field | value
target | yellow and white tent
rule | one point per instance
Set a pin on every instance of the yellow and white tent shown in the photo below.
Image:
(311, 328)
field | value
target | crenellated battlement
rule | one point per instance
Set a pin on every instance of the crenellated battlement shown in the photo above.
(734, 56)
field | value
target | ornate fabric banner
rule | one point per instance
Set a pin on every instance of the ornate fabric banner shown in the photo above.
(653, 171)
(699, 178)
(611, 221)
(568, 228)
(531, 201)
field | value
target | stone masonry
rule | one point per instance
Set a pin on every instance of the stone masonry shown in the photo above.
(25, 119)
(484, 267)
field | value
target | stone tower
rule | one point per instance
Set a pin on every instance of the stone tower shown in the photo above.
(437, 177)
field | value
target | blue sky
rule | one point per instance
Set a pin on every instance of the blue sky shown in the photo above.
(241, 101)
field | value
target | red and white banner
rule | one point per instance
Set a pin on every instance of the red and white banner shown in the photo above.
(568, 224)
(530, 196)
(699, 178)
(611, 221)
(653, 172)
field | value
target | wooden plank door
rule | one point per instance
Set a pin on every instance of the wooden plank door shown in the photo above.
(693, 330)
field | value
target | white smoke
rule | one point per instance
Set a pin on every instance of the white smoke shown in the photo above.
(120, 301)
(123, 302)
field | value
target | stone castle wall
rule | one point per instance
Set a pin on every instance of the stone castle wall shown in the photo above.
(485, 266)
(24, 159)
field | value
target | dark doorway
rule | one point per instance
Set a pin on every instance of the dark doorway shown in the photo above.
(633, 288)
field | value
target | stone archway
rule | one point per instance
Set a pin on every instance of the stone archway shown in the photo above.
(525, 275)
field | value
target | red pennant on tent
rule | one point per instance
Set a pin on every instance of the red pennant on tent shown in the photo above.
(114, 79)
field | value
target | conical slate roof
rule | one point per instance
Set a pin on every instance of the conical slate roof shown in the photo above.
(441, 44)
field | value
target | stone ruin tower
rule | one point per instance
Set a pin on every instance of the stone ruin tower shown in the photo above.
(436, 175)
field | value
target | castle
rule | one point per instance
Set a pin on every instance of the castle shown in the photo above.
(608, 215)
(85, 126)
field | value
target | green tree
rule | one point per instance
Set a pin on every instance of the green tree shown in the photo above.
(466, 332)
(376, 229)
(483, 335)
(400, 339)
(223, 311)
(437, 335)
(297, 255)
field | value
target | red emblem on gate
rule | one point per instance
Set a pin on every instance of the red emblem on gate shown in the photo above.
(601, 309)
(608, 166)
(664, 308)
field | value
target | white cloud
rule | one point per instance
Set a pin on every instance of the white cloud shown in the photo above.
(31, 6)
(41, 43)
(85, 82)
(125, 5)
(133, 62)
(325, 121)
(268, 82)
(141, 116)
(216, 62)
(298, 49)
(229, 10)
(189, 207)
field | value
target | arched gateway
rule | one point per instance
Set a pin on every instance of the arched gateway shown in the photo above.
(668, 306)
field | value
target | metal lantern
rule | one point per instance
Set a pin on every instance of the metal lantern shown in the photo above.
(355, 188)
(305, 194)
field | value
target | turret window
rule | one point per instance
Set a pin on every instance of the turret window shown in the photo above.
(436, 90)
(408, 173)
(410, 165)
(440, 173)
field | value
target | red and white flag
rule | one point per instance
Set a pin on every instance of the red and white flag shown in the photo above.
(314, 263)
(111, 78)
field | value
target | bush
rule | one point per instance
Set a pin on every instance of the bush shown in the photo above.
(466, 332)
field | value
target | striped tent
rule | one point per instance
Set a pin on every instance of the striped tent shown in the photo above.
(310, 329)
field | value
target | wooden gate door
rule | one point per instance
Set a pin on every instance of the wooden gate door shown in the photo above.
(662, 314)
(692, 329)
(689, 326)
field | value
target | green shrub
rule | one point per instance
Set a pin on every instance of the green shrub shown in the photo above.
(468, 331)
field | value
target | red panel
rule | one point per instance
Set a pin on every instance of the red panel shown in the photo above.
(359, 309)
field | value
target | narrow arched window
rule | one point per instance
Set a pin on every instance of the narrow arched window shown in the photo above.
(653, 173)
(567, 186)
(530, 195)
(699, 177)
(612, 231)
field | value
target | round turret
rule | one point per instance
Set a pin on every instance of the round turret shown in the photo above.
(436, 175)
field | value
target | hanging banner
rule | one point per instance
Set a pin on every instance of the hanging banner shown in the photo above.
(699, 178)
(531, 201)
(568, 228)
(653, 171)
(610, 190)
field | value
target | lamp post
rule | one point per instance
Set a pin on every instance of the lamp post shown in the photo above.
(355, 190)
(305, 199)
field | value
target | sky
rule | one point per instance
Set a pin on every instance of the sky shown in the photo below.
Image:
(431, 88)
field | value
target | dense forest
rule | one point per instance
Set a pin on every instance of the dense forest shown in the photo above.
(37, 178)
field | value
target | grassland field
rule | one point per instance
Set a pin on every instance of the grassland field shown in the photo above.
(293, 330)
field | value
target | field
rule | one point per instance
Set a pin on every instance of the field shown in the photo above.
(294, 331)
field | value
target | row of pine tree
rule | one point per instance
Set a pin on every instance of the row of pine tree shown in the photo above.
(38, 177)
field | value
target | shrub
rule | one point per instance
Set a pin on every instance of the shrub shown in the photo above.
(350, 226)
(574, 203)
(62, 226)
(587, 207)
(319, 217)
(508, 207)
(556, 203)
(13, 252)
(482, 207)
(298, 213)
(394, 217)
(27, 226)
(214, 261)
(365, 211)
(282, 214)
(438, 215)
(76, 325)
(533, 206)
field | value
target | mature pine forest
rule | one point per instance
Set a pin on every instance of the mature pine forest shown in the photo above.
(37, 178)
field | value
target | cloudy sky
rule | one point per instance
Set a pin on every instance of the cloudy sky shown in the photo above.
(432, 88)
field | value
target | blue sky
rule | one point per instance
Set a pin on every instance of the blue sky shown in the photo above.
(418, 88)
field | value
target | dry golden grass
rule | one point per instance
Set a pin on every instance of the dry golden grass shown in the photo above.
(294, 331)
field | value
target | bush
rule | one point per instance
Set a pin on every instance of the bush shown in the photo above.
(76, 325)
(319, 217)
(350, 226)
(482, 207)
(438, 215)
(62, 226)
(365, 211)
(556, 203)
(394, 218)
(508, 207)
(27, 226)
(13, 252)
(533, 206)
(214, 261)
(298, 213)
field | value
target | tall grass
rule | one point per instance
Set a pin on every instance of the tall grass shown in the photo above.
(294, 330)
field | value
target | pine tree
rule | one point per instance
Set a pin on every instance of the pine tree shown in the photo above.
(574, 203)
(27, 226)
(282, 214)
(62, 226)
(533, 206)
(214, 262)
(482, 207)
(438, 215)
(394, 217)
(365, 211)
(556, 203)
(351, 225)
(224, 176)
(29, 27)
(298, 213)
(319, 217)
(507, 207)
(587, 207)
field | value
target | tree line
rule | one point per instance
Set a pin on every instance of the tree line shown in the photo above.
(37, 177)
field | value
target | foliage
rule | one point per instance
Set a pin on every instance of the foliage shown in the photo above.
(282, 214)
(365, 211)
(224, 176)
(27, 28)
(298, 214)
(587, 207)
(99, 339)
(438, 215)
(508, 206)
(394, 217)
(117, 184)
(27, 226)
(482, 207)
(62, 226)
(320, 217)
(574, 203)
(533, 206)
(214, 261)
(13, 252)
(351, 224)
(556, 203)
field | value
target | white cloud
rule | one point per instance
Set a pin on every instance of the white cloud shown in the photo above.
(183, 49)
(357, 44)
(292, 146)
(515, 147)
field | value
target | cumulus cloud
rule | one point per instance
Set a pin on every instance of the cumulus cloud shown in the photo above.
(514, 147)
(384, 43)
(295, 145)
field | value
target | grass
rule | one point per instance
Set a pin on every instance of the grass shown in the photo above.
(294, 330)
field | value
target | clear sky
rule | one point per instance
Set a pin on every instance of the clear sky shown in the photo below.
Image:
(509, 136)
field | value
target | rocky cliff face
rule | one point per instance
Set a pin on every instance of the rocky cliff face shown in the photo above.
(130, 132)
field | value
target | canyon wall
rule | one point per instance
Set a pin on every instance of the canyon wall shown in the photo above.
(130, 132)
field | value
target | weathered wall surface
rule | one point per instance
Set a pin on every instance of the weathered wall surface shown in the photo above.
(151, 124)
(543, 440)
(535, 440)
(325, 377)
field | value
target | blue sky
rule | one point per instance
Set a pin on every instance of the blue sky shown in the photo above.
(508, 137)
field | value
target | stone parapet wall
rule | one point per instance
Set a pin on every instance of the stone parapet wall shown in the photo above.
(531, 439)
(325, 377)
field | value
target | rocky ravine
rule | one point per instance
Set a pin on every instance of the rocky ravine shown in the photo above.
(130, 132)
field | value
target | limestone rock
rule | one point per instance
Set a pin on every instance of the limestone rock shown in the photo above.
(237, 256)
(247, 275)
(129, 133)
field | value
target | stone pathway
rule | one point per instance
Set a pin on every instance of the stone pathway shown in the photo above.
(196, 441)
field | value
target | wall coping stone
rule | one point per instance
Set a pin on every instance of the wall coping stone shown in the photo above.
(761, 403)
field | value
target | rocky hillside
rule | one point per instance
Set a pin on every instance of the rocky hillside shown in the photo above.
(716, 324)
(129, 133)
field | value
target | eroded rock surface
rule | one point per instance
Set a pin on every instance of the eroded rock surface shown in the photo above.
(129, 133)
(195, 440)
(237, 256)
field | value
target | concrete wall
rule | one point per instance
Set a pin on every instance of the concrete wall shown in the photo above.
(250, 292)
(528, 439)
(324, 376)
————
**Task details:**
Please count how many lines in the records above contain the word "round", with case counting, and reply with only that number.

**Solved problem:**
2